[Opening Data supplied section]

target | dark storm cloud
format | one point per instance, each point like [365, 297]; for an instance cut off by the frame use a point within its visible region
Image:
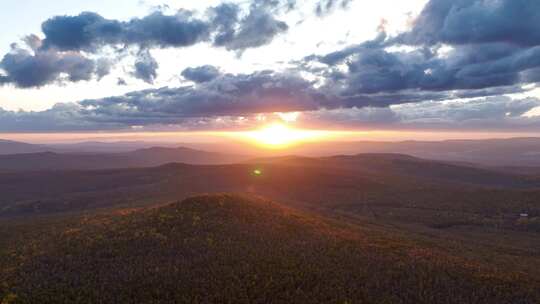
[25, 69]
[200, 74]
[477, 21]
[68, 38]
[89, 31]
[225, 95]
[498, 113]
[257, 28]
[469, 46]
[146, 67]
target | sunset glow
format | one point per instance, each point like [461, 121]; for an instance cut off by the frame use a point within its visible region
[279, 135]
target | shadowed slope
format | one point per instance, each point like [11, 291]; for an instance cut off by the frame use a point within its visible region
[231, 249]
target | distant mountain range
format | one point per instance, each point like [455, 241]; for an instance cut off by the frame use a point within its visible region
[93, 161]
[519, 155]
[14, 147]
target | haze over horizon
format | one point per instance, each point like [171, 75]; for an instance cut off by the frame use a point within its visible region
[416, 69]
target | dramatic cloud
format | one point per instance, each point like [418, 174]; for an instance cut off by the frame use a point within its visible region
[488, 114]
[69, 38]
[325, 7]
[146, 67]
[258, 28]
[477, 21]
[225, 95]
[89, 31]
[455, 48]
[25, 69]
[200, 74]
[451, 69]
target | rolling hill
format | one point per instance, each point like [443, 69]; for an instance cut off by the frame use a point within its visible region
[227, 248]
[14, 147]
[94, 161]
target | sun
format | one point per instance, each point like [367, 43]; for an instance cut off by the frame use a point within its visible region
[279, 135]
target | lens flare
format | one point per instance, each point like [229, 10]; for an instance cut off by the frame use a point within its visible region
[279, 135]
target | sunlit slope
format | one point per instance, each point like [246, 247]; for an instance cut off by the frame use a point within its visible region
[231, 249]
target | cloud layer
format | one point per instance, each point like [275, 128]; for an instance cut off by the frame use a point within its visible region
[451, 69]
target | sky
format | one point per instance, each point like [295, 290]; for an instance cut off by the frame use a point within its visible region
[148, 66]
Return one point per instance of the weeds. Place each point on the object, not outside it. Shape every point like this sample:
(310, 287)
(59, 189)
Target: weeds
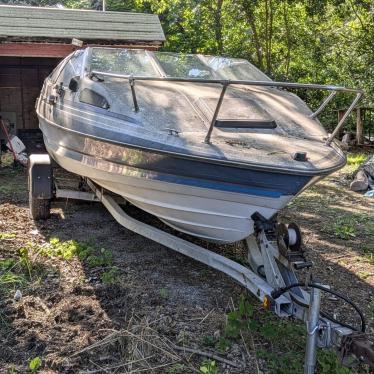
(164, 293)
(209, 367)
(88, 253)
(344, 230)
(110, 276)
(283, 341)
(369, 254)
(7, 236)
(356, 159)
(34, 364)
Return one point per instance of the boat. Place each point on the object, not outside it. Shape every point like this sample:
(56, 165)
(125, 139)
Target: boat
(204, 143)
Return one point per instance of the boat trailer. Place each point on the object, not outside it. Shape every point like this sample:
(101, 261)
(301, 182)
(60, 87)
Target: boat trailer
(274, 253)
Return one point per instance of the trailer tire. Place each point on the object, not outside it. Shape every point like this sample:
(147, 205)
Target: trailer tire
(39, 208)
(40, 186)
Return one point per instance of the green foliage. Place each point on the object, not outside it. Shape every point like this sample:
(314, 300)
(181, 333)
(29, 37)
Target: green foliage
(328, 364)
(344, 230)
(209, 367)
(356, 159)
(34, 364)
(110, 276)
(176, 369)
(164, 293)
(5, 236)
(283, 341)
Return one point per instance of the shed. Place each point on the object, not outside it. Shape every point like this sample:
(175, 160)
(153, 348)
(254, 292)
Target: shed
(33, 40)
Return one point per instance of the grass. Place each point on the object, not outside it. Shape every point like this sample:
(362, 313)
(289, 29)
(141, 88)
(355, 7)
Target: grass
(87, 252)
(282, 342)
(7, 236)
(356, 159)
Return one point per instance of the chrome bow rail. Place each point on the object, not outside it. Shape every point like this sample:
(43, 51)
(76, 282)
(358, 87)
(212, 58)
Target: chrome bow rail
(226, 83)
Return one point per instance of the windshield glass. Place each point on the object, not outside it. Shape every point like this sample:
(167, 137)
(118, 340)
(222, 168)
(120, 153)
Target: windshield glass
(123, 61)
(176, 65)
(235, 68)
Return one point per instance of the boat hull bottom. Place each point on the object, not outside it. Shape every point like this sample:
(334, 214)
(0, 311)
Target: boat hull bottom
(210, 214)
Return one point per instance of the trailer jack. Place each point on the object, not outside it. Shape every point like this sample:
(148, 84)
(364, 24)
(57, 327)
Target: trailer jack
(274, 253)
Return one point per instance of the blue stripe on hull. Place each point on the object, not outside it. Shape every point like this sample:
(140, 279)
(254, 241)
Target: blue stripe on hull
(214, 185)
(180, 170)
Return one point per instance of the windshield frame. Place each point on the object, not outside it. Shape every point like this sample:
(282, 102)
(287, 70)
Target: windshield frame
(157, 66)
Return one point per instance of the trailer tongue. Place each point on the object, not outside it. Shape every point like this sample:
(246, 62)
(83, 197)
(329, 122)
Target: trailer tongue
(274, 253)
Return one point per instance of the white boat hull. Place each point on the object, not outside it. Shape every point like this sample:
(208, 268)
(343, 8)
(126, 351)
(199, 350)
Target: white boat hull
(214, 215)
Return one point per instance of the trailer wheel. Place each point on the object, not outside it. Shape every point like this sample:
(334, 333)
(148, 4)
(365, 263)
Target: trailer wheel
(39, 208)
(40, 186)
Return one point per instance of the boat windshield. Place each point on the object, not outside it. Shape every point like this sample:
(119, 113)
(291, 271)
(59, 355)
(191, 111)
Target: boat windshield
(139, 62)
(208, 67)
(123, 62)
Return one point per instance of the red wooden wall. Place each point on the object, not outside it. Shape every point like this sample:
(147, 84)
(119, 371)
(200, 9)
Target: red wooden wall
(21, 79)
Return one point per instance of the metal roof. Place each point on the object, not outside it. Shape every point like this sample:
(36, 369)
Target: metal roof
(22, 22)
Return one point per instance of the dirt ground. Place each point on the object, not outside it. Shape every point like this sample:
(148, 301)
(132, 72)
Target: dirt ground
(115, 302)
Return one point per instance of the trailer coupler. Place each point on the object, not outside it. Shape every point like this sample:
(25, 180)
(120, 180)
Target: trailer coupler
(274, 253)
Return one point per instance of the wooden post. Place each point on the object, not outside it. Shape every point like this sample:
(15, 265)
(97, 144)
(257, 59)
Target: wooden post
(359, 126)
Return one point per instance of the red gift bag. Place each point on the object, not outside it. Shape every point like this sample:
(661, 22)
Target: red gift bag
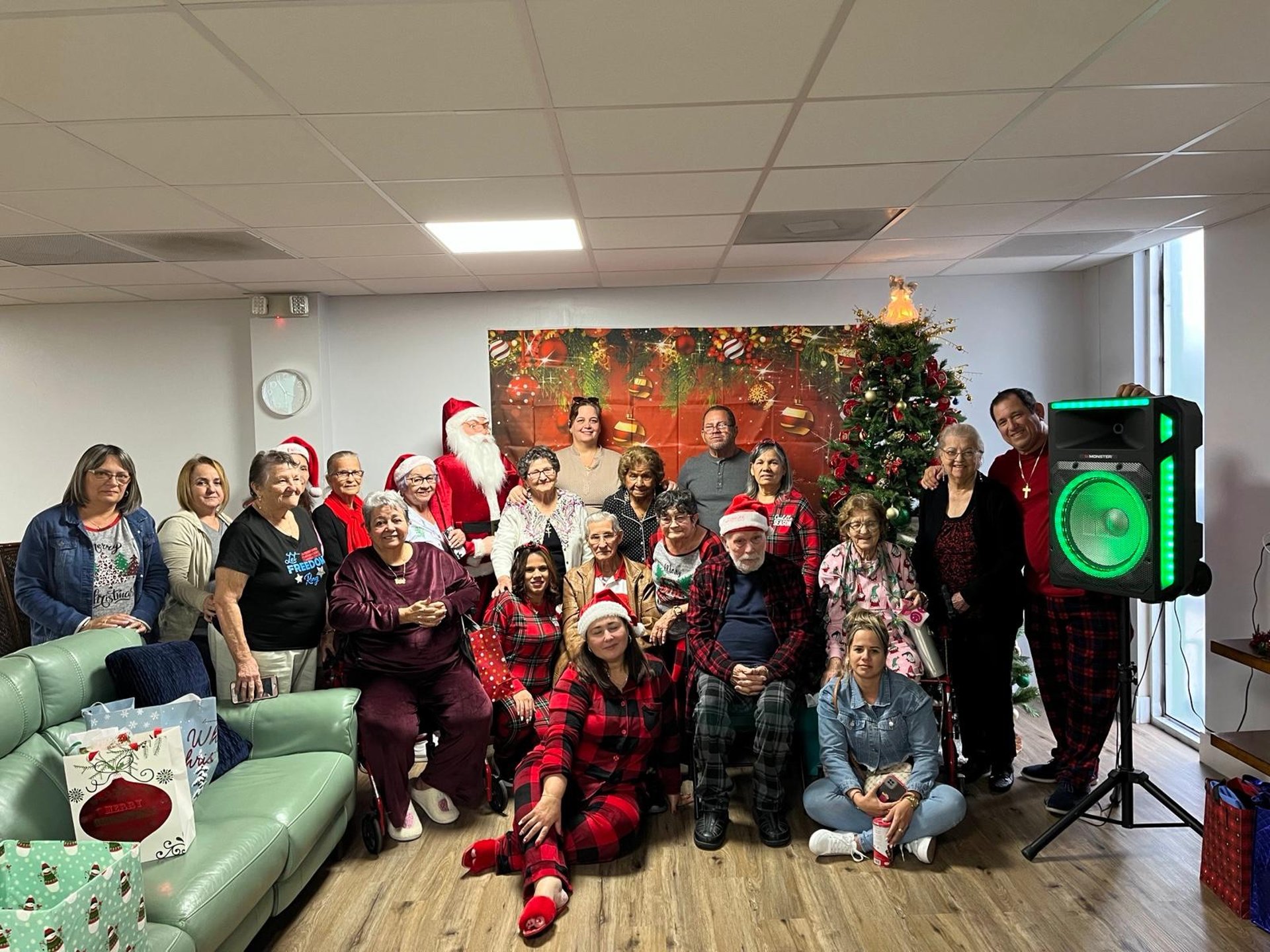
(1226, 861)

[Closing Data supplied section]
[Opening Data supplied section]

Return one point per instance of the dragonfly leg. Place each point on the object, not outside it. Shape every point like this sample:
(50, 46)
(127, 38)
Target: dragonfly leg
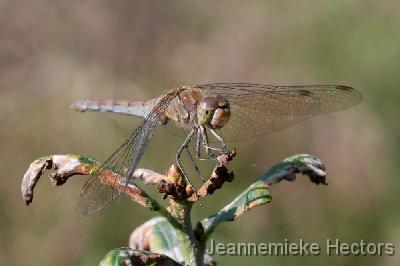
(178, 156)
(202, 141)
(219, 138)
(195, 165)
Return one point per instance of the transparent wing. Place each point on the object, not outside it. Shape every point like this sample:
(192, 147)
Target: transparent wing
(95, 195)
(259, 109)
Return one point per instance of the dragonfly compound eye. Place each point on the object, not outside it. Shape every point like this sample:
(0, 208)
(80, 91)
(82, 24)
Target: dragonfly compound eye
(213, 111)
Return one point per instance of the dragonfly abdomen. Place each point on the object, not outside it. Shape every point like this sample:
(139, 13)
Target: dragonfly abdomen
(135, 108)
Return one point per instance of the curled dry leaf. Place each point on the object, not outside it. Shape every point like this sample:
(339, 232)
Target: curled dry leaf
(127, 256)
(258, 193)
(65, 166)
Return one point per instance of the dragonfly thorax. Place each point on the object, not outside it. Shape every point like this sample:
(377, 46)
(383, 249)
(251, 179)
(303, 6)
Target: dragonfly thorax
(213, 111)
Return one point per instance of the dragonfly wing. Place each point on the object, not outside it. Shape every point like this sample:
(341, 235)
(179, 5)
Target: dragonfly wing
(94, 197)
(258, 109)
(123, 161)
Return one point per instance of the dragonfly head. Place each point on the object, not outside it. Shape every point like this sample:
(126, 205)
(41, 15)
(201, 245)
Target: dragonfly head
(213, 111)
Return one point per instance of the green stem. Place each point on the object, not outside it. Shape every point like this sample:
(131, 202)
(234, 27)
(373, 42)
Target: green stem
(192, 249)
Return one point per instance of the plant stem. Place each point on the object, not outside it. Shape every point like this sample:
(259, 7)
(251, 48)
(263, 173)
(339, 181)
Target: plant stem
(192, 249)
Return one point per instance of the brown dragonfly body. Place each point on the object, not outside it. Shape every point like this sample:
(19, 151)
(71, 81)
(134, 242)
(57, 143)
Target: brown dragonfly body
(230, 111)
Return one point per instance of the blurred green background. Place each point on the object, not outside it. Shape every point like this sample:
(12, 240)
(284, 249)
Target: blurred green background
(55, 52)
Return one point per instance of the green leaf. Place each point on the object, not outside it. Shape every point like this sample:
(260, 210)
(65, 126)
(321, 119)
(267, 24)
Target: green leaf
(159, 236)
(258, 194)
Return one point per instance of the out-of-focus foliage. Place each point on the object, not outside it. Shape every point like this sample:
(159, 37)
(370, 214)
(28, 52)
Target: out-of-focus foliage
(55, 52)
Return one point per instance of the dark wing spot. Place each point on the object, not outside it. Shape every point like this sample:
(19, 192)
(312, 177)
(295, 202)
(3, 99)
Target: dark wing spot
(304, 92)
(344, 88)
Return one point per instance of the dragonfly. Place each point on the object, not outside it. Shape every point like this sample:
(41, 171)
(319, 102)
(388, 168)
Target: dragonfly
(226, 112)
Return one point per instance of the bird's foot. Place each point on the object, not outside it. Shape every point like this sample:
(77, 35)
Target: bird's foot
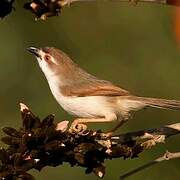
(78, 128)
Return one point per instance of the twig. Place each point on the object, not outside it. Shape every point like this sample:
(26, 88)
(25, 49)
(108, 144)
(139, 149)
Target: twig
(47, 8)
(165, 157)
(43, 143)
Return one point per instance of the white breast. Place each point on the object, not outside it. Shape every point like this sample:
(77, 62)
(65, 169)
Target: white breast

[Closing Data supplied section]

Exercise brief
Give the number of lines in the entries that contain the word "breast", with no other text.

Exercise answer
2